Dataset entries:
┌──

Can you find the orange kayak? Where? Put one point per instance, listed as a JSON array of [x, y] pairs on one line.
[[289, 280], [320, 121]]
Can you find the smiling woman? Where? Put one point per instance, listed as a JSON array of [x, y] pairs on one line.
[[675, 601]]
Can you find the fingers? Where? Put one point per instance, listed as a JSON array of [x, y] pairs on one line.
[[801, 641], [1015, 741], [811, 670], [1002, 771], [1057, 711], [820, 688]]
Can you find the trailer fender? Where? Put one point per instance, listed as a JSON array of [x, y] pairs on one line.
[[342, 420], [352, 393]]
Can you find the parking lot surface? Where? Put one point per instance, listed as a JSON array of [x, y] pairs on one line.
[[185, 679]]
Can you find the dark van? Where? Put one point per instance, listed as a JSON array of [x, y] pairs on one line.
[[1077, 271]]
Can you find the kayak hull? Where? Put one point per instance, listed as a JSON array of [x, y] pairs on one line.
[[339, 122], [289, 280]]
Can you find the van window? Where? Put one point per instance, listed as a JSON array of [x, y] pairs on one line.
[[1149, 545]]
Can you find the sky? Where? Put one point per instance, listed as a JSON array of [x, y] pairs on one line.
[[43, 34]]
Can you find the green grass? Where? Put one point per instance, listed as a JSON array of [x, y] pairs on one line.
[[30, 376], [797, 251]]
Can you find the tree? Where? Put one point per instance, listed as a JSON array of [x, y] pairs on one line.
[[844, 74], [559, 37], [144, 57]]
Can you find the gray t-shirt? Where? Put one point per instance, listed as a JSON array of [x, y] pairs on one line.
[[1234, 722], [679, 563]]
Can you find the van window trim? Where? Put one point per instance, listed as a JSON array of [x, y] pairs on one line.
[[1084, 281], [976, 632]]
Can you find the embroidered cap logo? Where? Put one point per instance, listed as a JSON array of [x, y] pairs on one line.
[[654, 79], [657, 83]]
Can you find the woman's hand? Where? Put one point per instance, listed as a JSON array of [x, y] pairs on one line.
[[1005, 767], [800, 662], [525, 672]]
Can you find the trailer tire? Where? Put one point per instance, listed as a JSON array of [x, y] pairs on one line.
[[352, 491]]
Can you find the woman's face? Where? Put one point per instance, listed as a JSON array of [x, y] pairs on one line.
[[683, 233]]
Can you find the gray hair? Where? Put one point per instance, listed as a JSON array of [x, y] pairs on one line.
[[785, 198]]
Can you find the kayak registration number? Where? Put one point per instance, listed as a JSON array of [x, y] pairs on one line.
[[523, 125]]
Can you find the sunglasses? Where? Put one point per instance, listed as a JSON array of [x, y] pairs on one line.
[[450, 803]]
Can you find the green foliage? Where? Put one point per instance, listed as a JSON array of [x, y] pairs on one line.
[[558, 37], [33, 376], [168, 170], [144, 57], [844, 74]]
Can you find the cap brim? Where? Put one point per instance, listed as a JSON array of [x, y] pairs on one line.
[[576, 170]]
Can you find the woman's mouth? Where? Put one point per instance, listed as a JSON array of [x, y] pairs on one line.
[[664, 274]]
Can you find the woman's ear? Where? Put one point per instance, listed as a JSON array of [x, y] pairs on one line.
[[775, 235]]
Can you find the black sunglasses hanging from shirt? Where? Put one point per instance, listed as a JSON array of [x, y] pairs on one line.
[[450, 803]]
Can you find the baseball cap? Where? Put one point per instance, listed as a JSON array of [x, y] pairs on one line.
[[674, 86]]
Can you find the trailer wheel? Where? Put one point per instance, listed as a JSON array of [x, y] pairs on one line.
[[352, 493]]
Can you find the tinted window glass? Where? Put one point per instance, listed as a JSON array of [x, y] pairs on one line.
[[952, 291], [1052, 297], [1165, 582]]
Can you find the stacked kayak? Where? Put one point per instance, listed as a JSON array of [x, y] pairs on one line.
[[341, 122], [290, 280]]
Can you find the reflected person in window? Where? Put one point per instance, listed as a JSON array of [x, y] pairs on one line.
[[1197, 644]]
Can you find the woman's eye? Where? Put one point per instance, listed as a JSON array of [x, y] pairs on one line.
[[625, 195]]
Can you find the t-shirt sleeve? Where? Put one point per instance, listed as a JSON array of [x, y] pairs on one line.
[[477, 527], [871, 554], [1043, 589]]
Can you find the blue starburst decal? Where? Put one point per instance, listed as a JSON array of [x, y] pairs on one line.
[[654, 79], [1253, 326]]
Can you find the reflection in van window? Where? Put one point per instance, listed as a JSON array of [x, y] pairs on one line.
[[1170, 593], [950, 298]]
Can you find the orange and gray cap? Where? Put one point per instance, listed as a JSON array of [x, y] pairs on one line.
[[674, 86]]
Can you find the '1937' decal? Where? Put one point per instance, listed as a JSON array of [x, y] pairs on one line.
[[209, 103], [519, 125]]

└──

WHAT IS REQUIRED. Once you have read the records above, set every one of them down again exactly.

SOLUTION FOR THIS EXERCISE.
Can you find the orange kayak? Where? Put one point per instance, listed as a JSON array of [x, y] pairs on one line.
[[289, 280], [320, 121]]
Can you find the smiling woman? Where? Put one point per instance, listed as a JSON array of [x, y] pairs on one line.
[[675, 601]]
Can you find the fingers? Where? Put one point per instance, listed as a JSON array of [x, y] pairs on one line.
[[801, 641], [1015, 741], [811, 670], [1002, 771], [1057, 711], [820, 688]]
Can you find the trailer fender? Where? Put one point per instance, listed as a JSON array of [x, y] pairs on one line.
[[342, 420], [352, 393]]
Can you find the parking lot surface? Where? Put one point per instance, listed as a JSON array of [x, y] pairs on one line.
[[185, 679]]
Can you find the dark van? Where? Put one point per instance, listed as a JSON array of [x, y] pairs on one line.
[[1077, 271]]
Can you find the kayak hull? Where? Put one point per instance, listed as a JSON array of [x, y] pairs on one line.
[[339, 122], [289, 280]]
Can you find the van window? Where? Put one point per instance, listed as a JSON array of [x, y] pairs on one line.
[[1149, 545]]
Can you find the sky? Where? Put one point per instance, listed as a JSON array of [x, y] pairs on one line.
[[43, 34]]
Can you find the green grass? Where? Put one point per instance, listed as a JSON array of [x, y] pairs on one line.
[[30, 376], [797, 251]]
Can you find the tree? Where? Put one point per instance, listed as a JSON array of [x, y] pairs on one line.
[[844, 74], [559, 37], [144, 57]]
Can you find the gray t-shirt? Where? Put one point per instance, listed as a JSON array of [x, y] pairs on one line.
[[1234, 722], [679, 563]]
Can you find the van window trim? Where? Put one point per instance, listed as a JSON array of [x, y] pairs on one line.
[[1084, 281], [976, 632]]
Can you find the embroidered cap logo? Where? Put one point per instance, listed as a JSON array of [x, y] pairs on one line.
[[654, 79], [657, 83]]
Can you find the woman's hand? Where? Put one point per instance, listed as a JSON array of [x, y] pairs on one line.
[[1005, 767], [800, 662], [525, 672]]
Can you find the trailer tire? Where? Put one point per instance, listed as a JSON array of [x, y] pairs on one line.
[[352, 491]]
Can you find the woman's face? Where? Put one point per instance, listed as a JSON array of [x, y] pairs on one line.
[[683, 233]]
Can you find the gray hair? Where? Put one point per instance, listed as a JSON array of [x, y] pairs on one line.
[[785, 198]]
Can you find the kayak registration number? Where? Put one point per instance, listed as a JSON array of [x, y] pairs on one line.
[[523, 125]]
Can you find the sunglasses? Where? Put one point per instance, listed as a JSON array of [x, y] pairs on one line.
[[450, 803]]
Can you find the green foliage? Where? Put one point per instance, listed as a JSON array of [x, y] pairs on one line.
[[558, 37], [33, 376], [168, 170], [144, 57], [844, 74]]
Can you find the cap brim? Where? Put one point per instance, listed as a JSON array of [x, y] pairs on one line.
[[576, 170]]
Can you find the woman's mouth? Where? Put one point per instance, listed as a JSON array of [x, y] pairs on one line.
[[664, 274]]
Can you find the woman's ear? Where? Put one point per instance, listed as a JSON array of [x, y] pairs on one line.
[[775, 235]]
Can you find the black sunglasses hanging from shirt? Where? Put one point per instance, listed as a JSON array of [x, y] pairs on one line.
[[450, 803]]
Can you find the baseball cap? Where? Put one point per instance, listed as a JSON array of [x, y] pairs on one line.
[[674, 86]]
Can you find the trailer wheel? Where? Put one point per instance, listed as a JSON array of [x, y] pairs on one line.
[[352, 493]]
Can you find the tinted window glass? Where? Put one point per instance, listed as a JSON array of [x, y] pairs on one line.
[[952, 291], [1052, 297], [1165, 582]]
Can you find the stacked kayak? Where? Put one point per instance, listed as a JSON array of [x, y] pairs on one line.
[[341, 122], [290, 280]]
Can you find the reflected person in window? Where? Put one point per instance, listed as a JSON array of [x, y] pairs on one line.
[[1197, 644]]
Can you find the woman's eye? Where? Put one point per instance, listed as a JSON array of [x, y] pairs on one line.
[[625, 195]]
Can you find the t-shirt sleeve? Where? Put one point per instance, listed as a JSON array of [x, y] pairs on one line.
[[477, 527], [871, 554], [1043, 589]]
Can you find the blue starburst decal? Where? Put one point per instance, listed as a JSON array of [x, y] pairs on one line.
[[654, 79], [1253, 326]]
Can you find the reflection in van window? Where? Put one point per instance, listed as a JSON array of [x, y] pairs on one line.
[[1170, 593], [950, 298]]
Can you find the orange and gray cap? Where? Put one point per instance, listed as a JSON array of [x, y] pairs on one line.
[[674, 86]]
Can you find the '1937' decal? Where? Put one point per instance, listed as a JSON array of [x, y] pairs on one line.
[[209, 103], [519, 125]]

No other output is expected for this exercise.